**GOAL OF THE EXERCISE:**
Copy out the lines word for word, starting at the line that contains "</instance>" and ending at the line that contains "positive clicks: (854, 557)", both included.

**DATASET ENTRIES:**
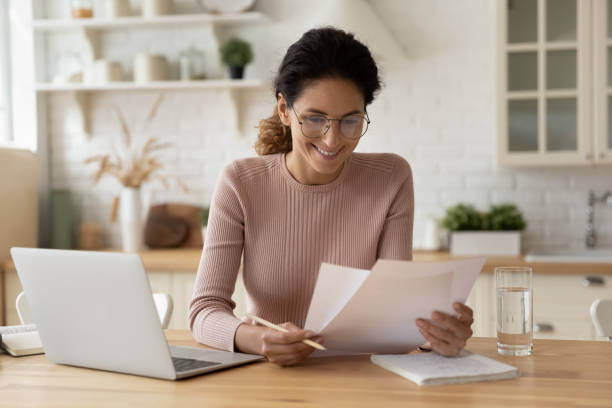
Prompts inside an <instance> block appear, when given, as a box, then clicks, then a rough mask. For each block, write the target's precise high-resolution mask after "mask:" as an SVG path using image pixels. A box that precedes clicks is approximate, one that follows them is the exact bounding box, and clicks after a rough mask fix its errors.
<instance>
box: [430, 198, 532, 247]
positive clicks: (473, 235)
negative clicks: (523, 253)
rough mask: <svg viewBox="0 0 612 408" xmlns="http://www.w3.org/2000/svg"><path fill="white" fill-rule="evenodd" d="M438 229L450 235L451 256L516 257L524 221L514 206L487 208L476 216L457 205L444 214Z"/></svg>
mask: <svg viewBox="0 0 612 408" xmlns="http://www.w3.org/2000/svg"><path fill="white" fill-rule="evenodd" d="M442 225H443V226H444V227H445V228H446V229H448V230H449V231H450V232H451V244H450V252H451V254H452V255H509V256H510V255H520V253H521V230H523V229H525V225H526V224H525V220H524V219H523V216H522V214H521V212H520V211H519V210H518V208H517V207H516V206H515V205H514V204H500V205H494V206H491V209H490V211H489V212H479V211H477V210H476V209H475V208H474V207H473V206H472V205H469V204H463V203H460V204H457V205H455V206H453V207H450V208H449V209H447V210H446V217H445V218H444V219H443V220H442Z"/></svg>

--

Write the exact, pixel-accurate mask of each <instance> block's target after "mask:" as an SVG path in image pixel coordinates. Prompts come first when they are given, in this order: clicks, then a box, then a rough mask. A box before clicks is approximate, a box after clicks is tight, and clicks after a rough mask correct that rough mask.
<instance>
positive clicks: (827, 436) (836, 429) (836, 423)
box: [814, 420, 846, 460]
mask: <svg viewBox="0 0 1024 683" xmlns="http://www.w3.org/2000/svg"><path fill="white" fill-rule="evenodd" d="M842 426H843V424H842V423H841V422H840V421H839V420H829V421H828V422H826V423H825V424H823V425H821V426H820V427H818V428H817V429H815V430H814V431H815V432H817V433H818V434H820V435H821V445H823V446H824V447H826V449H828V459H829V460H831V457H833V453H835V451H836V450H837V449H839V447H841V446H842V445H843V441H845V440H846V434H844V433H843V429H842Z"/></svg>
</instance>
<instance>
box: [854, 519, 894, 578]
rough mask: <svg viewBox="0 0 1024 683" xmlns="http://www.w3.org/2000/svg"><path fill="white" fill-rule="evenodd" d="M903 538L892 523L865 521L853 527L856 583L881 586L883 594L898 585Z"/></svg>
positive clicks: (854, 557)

**YOUR SOLUTION:**
</instance>
<instance>
box: [854, 519, 894, 578]
rough mask: <svg viewBox="0 0 1024 683" xmlns="http://www.w3.org/2000/svg"><path fill="white" fill-rule="evenodd" d="M903 538L892 523L865 521L853 527L856 583L881 586L883 594L898 585Z"/></svg>
positive clicks: (854, 557)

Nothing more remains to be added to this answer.